* **Page**:
_ _ _ _ _

There are two classes, By::Server and By::Worker.
By::Server listens on the UNIX socket, forking worker
processes for each connection. By::Worker is run in each
worker process handling receiving data from the +by+ command line
program.

The +by+ command line program is self-contained, there is no
Ruby class for the behavior, to make sure startup is as fast as
possible. by-session is also self-contained.

== Customization

For custom handling of arguments, you can require by/server
and use the By::Server.with_argument_handler method. For example,
if you wanted to add support for an initial -I option to modify
the load path, and then use the standard argument handling:

require 'by/server'

By::Server.with_argument_handler do |args|
if args[0] == '-I'
args.shift
$LOAD_PATH.unshift(args.shift)
end
super(args)
end.new.run

Note that if you do this, you are responsible for making sure
to correctly communicate with the client socket. Otherwise, it's
possible the client socket may hang waiting on a response. Please
review the default argument handling in lib/by/worker.rb
before writing your own argument handler.

_ _ _ _ _

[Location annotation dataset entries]
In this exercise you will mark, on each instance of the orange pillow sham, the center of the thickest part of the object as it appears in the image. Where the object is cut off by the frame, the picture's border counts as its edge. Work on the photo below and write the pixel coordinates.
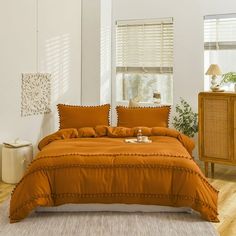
(143, 116)
(72, 116)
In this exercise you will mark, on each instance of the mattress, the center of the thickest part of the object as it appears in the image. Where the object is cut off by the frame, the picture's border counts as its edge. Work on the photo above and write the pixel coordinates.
(106, 170)
(112, 207)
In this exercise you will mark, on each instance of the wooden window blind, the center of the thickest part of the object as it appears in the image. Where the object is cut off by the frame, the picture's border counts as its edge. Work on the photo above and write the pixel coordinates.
(220, 32)
(145, 46)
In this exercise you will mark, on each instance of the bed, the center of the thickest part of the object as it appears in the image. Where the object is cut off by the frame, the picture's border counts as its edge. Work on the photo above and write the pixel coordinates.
(96, 166)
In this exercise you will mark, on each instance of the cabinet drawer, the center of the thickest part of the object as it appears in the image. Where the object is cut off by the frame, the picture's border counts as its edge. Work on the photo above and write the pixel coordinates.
(216, 128)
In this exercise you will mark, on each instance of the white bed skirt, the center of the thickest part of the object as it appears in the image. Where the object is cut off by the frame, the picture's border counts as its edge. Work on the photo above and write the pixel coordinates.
(113, 207)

_ _ _ _ _

* **Objectives**:
**1)** According to the by documentation, what does By::Server listen on?
**2)** Continue the by documentation from the point where it stops.
The entries aren't needed for anything here.

* **Answers to the tasks**:
**1)** By::Server listens on the UNIX socket.

**2)**
== Security

As with any program that forks without executing, the memory layout
is shared by the client and the server program, which can lead to
Blind Return Oriented Programming (BROP) attacks. You should avoid
using +by+ to run a program that deals with any untrusted input.
+by+ makes a deliberate choice to trade security to make process
startup as fast as possible.

The server socket is set to mode 0600, so it is only readable and
writable by the same user.

== Name

The name +by+ was chosen because it is +ruby+ with the +ru+ preloaded.

== Background

+by+ was created in order to {speed up the running of individual tests
in my production applications}[https://code.jeremyevans.net/2023-02-14-speeding-up-tests-in-applications-using-sequel-and-roda.html].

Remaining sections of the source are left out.